Position annotation items:
☆ ☆ ☆ ☆ ☆
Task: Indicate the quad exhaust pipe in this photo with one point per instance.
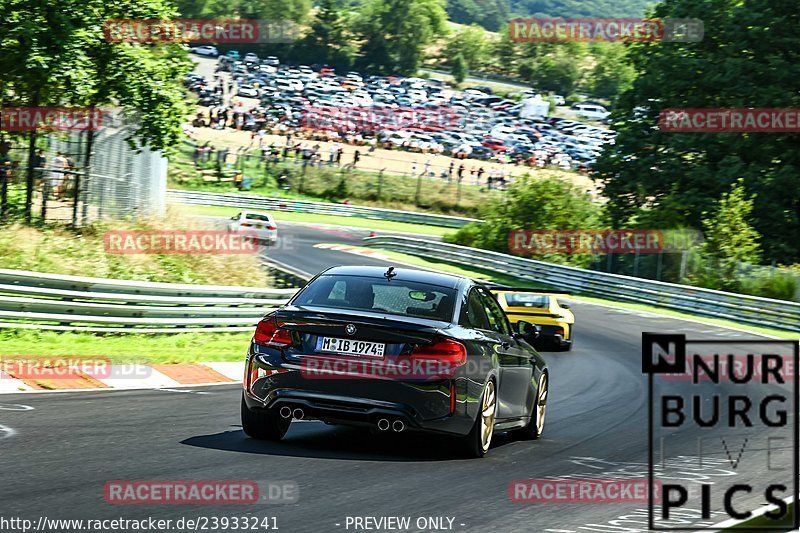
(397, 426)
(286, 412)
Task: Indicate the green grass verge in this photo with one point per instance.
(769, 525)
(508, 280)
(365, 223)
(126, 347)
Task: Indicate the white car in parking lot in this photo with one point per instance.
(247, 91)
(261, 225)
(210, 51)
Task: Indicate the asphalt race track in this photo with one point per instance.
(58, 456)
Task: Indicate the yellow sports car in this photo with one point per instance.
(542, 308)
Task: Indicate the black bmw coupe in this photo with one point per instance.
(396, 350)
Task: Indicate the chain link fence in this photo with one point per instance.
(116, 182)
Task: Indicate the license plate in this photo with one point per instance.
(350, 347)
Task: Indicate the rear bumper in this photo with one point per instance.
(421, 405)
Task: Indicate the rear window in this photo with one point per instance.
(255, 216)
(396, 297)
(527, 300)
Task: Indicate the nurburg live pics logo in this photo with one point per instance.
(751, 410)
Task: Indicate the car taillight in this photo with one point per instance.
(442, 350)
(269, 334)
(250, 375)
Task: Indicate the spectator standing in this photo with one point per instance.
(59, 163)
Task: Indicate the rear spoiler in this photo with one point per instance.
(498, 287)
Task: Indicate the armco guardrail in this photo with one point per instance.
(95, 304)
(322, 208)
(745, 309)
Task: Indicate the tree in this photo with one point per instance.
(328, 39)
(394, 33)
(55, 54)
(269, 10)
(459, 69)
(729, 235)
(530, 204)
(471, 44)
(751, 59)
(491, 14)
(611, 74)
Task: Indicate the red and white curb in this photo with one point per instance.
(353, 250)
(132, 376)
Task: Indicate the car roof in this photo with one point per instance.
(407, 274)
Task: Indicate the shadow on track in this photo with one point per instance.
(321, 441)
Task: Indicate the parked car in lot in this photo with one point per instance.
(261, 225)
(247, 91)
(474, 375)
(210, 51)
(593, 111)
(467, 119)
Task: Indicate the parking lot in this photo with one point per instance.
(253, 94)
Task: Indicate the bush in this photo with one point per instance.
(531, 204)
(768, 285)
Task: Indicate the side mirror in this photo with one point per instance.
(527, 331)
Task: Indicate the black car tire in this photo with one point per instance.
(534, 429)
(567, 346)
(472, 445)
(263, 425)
☆ ☆ ☆ ☆ ☆
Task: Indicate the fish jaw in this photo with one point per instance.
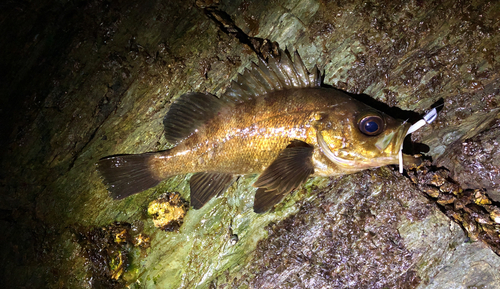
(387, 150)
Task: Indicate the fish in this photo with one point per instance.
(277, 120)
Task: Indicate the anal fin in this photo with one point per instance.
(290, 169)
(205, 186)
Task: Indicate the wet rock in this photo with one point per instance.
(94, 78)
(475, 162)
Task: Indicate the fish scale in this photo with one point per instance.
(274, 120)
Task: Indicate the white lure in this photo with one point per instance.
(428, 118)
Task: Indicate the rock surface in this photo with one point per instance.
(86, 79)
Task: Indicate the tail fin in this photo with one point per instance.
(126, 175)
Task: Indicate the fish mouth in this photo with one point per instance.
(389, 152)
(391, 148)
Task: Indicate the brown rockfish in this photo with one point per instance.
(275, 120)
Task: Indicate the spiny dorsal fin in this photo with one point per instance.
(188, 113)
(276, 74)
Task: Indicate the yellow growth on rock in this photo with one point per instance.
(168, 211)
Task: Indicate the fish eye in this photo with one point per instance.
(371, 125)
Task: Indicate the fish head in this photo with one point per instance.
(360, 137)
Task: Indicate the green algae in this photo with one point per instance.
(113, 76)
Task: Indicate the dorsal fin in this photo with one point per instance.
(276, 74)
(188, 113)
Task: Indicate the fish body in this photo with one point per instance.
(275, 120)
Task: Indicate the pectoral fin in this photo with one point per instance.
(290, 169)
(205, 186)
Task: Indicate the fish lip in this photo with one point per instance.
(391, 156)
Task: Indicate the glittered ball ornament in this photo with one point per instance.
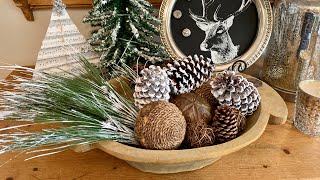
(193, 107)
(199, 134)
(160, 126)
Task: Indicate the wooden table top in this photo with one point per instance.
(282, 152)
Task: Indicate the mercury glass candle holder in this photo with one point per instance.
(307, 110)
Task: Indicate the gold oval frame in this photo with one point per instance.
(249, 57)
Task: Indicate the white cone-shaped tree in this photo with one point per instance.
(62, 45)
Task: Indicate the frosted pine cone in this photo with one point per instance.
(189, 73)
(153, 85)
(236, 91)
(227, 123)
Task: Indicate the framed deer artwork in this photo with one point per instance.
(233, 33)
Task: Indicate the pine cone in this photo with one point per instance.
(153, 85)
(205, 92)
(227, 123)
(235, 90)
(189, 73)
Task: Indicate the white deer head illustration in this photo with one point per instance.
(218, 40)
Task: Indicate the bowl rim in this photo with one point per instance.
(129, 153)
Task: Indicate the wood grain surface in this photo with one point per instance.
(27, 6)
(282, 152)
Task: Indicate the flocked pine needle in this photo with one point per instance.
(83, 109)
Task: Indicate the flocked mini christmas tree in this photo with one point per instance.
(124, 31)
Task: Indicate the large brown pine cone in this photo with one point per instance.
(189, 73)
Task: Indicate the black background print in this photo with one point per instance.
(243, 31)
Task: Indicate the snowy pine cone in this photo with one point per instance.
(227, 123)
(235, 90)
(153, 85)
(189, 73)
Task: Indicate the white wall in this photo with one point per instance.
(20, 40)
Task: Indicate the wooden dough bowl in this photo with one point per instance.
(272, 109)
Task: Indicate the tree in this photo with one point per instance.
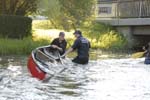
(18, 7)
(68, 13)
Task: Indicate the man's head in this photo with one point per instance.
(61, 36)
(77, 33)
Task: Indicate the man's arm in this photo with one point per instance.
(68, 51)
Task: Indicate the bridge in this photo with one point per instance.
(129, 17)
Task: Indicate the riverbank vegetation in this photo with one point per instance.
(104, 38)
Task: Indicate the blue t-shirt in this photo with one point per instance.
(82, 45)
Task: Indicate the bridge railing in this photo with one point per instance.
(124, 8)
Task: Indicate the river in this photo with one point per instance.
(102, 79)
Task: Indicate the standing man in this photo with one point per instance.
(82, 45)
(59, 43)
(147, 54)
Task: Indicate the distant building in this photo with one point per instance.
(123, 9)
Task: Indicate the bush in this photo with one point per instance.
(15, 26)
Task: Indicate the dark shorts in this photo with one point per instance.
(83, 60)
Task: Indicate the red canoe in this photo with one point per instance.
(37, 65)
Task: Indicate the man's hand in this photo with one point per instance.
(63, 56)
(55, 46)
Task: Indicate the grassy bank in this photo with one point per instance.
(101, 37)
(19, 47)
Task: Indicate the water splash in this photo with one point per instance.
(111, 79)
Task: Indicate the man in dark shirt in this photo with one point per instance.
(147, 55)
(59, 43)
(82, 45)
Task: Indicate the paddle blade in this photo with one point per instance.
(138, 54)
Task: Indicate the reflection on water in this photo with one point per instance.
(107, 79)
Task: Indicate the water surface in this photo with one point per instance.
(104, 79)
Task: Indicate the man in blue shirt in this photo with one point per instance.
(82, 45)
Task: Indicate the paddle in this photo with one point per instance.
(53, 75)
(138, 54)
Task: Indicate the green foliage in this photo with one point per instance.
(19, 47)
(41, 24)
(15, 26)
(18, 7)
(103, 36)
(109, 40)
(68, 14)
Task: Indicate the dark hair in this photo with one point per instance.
☆ ☆ ☆ ☆ ☆
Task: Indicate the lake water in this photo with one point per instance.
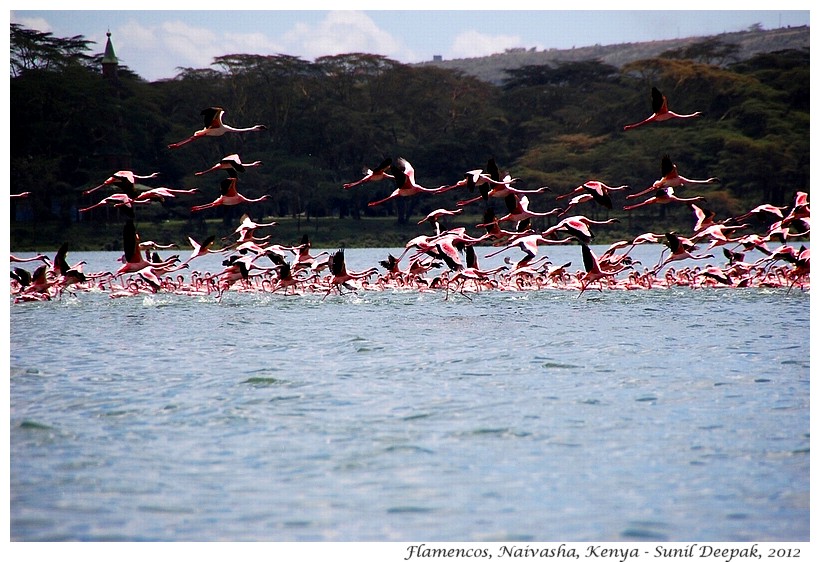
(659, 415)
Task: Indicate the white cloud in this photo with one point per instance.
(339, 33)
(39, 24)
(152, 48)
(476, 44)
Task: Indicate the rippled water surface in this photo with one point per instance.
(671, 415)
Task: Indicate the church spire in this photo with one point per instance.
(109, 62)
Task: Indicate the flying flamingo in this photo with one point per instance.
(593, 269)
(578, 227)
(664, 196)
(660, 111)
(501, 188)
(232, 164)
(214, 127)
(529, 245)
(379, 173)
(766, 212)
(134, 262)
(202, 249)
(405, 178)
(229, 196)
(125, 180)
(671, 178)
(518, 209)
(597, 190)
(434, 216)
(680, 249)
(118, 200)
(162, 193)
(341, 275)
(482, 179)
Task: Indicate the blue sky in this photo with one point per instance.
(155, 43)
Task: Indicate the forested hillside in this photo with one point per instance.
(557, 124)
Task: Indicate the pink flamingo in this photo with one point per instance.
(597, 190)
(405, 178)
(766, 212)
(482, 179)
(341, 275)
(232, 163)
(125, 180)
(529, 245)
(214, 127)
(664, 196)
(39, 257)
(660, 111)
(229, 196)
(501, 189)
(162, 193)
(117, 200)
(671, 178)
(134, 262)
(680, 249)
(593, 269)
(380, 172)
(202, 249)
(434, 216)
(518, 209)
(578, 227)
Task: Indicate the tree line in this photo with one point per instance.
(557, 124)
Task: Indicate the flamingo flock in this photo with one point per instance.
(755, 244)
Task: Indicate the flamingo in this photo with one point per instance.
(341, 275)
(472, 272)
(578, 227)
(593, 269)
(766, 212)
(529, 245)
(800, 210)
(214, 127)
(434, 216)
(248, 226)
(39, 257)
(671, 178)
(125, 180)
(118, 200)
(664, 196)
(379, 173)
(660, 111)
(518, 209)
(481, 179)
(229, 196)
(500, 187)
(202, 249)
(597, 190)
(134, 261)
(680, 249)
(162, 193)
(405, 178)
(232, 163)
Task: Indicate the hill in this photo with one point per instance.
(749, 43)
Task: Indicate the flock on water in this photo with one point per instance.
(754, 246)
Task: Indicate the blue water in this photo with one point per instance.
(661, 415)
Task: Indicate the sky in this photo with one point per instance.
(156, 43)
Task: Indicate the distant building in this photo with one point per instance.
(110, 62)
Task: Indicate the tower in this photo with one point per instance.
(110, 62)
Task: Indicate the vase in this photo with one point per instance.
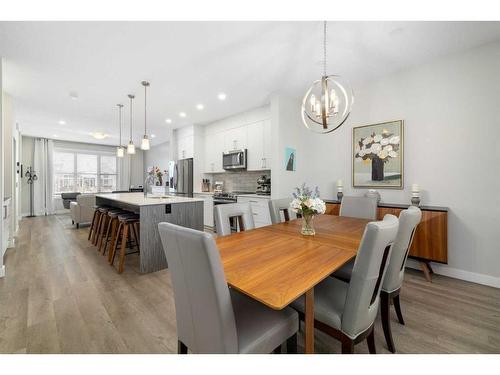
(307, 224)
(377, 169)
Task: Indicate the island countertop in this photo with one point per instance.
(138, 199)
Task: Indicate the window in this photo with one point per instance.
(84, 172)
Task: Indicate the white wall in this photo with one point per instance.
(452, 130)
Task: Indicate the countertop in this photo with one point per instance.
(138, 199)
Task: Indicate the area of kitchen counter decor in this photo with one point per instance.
☆ ☆ ☆ ☆ ☆
Short problem
Reproduce the items from the line that has "Task: Indicate the window" through the line that has "Task: Indicate the area", changing "white wall" to "painted wall" and leaving everything else unchanged.

Response
Task: Indicate the window in this photo with one point per instance.
(84, 172)
Task: Indicate the painted wall in this photo with one point per instance.
(452, 130)
Task: Indicate the countertop in this photo with one point per instance.
(138, 199)
Task: Indicate the area of kitchen counter decor in this photo with one point per instance.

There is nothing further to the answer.